> _WRITTEN TASK_:
Write out exactly, with no other output, the lines below from the one that contains "Pick out each instance of the fruit cluster" through the end.

(Dataset excerpt)
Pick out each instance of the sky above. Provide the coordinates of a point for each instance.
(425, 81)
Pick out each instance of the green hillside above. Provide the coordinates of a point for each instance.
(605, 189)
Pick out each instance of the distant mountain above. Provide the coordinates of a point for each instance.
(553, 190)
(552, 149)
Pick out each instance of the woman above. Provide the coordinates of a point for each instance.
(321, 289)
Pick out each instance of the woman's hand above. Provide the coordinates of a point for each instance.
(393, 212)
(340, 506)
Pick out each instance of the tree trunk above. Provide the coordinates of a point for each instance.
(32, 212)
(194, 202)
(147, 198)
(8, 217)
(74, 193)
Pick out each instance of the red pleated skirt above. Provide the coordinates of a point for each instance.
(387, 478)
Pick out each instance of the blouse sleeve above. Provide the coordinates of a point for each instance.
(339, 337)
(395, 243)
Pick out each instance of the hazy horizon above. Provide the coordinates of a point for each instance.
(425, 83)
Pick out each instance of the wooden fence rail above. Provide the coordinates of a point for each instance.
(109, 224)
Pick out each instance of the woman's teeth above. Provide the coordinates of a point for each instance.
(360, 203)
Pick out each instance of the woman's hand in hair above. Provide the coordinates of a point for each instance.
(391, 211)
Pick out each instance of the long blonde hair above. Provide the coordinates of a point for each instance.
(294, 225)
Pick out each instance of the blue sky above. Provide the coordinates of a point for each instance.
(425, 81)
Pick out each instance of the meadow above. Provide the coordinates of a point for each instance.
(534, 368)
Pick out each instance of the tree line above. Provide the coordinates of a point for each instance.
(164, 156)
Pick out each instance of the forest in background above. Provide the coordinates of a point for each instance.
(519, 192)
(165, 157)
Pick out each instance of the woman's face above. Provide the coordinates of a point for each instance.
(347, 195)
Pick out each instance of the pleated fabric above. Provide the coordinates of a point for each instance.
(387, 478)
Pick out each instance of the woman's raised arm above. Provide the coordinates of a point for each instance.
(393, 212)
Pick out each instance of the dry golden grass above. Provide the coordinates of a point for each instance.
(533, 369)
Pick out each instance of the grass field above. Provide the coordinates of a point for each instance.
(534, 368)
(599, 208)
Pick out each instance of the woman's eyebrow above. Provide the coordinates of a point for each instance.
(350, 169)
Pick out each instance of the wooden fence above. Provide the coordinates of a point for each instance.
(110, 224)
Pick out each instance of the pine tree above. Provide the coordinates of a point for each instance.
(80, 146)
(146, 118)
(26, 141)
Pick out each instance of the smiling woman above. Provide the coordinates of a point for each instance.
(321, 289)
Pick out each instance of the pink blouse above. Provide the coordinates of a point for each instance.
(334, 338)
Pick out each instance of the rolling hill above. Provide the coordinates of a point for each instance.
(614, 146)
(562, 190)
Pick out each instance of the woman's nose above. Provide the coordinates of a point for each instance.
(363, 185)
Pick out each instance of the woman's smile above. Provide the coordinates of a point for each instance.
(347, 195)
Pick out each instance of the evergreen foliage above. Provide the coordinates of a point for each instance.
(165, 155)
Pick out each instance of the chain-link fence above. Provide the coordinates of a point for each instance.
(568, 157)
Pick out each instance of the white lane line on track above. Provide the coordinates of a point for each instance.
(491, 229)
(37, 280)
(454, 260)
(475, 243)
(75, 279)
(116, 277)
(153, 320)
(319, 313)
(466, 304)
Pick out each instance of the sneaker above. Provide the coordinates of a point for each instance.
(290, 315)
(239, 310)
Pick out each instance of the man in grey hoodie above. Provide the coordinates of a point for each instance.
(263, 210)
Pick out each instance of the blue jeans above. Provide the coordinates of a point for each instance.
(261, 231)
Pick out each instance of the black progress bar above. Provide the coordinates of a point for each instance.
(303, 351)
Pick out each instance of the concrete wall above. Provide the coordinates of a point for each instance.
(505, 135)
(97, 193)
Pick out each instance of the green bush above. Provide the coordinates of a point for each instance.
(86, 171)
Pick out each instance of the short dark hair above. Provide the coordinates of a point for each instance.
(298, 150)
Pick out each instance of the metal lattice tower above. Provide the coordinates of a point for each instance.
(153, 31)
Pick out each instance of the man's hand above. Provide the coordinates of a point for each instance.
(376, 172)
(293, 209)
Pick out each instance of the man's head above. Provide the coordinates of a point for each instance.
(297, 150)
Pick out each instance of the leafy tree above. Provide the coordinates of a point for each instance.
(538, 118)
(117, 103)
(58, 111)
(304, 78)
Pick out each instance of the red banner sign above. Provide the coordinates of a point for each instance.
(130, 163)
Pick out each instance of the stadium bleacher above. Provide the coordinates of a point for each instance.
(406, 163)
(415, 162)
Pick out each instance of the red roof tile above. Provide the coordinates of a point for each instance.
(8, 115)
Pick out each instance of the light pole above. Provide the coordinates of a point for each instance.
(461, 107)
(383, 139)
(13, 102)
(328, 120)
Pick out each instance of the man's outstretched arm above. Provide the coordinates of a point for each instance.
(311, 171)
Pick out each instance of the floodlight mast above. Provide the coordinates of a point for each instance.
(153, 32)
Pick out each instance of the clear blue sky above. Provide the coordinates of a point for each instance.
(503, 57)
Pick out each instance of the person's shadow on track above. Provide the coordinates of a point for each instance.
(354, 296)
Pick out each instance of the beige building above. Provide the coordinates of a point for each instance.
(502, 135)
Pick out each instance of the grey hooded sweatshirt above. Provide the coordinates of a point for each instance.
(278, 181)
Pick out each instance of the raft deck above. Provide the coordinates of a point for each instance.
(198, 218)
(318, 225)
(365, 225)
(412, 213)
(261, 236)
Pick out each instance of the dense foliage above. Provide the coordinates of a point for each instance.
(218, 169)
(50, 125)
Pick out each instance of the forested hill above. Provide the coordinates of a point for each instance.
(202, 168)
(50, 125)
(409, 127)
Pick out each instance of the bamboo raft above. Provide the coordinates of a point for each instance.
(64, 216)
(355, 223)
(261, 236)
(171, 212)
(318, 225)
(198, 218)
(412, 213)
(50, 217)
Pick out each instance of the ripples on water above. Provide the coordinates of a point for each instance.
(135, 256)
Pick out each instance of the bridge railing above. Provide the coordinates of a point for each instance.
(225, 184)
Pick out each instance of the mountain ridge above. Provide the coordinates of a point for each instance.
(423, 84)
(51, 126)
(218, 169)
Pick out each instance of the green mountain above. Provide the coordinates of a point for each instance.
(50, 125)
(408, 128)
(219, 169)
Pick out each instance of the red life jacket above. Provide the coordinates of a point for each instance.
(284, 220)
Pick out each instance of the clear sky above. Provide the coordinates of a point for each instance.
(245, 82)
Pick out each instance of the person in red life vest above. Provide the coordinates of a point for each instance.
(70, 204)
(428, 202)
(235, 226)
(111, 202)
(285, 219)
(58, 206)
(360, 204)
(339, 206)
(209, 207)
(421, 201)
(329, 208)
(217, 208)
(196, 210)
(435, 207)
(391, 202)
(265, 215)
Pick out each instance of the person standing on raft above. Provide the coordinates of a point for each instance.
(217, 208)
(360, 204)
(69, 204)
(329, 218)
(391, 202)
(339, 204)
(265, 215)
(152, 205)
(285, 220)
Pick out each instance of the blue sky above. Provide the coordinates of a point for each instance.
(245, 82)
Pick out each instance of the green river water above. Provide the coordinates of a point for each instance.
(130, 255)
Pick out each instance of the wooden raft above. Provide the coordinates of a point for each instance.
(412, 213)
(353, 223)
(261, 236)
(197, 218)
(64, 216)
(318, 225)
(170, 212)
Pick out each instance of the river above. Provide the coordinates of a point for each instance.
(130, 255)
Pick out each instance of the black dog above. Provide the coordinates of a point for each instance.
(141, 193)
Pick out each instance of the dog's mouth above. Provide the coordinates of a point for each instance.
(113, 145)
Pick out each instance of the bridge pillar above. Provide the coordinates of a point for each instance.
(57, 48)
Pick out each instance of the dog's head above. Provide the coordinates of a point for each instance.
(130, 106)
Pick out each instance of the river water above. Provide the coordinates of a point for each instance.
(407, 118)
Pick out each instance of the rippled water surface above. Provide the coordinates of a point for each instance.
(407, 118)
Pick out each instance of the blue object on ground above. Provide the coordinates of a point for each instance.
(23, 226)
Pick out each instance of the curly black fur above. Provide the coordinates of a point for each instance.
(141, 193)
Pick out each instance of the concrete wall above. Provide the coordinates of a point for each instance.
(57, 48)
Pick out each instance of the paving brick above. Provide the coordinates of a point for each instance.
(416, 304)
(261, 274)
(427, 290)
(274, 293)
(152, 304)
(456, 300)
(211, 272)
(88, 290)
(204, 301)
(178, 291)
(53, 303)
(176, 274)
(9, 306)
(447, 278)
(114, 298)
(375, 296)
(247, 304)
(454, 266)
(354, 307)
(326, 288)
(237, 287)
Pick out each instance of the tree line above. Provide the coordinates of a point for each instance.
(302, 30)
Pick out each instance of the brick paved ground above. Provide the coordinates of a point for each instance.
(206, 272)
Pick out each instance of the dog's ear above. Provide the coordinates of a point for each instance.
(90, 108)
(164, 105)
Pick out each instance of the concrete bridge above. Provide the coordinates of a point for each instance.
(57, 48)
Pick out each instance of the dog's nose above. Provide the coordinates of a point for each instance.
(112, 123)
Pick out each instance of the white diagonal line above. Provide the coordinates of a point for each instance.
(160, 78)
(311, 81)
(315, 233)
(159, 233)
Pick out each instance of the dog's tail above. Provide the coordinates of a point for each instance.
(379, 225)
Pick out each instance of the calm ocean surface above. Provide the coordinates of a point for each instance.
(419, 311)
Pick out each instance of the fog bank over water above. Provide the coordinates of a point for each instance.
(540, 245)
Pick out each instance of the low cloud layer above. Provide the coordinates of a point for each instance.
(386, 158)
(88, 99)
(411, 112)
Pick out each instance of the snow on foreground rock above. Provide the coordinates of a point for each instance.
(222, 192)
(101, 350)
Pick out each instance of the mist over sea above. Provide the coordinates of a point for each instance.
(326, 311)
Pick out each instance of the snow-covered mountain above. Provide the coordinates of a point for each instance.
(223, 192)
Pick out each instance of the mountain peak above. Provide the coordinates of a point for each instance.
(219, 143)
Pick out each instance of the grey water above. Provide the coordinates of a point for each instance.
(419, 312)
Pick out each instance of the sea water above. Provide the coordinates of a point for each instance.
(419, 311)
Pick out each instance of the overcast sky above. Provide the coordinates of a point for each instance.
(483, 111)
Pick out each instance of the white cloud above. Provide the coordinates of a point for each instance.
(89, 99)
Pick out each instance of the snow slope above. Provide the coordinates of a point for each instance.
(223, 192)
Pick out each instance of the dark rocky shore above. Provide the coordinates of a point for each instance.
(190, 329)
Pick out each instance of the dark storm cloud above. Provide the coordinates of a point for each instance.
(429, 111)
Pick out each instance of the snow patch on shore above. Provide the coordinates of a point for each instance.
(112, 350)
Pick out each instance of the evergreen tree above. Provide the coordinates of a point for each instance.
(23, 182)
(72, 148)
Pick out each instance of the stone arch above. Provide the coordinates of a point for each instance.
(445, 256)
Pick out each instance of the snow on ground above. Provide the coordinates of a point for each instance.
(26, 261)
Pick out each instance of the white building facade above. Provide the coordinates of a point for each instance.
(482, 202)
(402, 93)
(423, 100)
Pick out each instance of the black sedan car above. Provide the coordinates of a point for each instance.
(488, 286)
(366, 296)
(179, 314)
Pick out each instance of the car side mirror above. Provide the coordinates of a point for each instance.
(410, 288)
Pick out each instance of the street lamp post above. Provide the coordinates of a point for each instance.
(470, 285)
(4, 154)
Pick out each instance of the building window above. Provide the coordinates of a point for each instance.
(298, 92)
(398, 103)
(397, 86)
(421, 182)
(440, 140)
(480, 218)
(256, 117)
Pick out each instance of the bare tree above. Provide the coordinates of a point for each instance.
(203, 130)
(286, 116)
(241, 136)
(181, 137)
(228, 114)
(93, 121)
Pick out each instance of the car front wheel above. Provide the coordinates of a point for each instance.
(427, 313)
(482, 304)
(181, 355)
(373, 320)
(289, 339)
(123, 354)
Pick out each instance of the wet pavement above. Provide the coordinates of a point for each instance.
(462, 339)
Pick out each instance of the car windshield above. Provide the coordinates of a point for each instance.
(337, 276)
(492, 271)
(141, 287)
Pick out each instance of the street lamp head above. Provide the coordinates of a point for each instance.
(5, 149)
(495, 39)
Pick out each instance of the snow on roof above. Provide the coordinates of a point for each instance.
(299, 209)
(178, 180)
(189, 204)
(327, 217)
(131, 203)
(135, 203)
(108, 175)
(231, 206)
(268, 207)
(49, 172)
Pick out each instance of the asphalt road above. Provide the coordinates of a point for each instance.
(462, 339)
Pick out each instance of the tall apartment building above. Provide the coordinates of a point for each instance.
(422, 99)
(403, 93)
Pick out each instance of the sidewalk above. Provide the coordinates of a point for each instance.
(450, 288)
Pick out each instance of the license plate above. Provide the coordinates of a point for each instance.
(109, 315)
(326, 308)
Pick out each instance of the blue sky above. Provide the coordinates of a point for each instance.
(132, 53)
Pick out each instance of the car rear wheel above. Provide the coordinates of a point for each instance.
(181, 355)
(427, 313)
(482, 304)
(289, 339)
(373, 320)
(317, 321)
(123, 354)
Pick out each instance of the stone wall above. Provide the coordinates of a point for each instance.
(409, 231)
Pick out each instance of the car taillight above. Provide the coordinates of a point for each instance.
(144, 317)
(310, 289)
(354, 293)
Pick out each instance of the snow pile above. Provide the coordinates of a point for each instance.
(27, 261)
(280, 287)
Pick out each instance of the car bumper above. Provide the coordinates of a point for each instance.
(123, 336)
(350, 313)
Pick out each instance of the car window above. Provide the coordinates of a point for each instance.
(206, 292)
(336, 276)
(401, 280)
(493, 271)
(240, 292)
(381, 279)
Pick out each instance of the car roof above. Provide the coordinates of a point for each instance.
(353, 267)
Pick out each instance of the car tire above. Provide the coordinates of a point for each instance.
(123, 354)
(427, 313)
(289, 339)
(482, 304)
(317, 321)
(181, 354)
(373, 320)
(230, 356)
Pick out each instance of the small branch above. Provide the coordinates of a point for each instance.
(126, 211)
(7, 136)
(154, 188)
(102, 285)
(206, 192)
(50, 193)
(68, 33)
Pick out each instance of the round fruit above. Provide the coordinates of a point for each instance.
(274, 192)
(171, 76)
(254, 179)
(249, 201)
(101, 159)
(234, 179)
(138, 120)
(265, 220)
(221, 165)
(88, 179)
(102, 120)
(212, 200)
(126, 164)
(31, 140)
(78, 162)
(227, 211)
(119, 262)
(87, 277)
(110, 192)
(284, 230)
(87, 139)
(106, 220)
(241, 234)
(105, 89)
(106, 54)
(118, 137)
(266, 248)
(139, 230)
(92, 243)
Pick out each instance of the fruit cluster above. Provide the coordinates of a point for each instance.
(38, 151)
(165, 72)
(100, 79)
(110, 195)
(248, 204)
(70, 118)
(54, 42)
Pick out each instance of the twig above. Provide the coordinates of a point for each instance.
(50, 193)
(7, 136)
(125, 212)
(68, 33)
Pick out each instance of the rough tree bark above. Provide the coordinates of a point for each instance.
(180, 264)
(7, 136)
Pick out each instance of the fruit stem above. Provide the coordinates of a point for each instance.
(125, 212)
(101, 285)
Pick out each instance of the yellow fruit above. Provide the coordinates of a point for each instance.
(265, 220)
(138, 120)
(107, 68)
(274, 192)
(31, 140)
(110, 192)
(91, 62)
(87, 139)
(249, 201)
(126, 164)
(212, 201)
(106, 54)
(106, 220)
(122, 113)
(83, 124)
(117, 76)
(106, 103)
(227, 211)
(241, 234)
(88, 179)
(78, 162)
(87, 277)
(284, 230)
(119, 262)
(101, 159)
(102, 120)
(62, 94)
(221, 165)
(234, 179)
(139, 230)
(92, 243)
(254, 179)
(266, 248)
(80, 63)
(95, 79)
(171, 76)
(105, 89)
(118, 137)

> _ANSWER FOR THIS EXERCISE_:
Pick out each instance of the fruit cluster above. Provide the coordinates of a point for each instance.
(38, 151)
(165, 72)
(100, 79)
(110, 195)
(248, 204)
(70, 118)
(54, 42)
Pick out each instance of the twig above. Provide the coordinates of a point for each instance.
(50, 193)
(7, 136)
(125, 212)
(68, 33)
Pick out each instance of the rough tree bark above. Provide the coordinates of a point for each instance.
(180, 264)
(7, 136)
Pick out each instance of the fruit stem above. Provide the coordinates of a point for each instance.
(125, 212)
(101, 285)
Pick out each instance of the yellow fruit above. Provide the coordinates of a point for each instance.
(265, 220)
(138, 120)
(107, 68)
(274, 192)
(31, 140)
(110, 192)
(91, 62)
(87, 139)
(249, 201)
(126, 164)
(212, 201)
(106, 54)
(106, 220)
(122, 113)
(83, 124)
(117, 76)
(106, 103)
(227, 211)
(241, 234)
(88, 179)
(78, 162)
(87, 277)
(284, 230)
(119, 262)
(101, 159)
(102, 120)
(62, 94)
(221, 165)
(234, 179)
(139, 230)
(92, 243)
(254, 179)
(266, 248)
(80, 63)
(95, 79)
(171, 76)
(105, 89)
(118, 137)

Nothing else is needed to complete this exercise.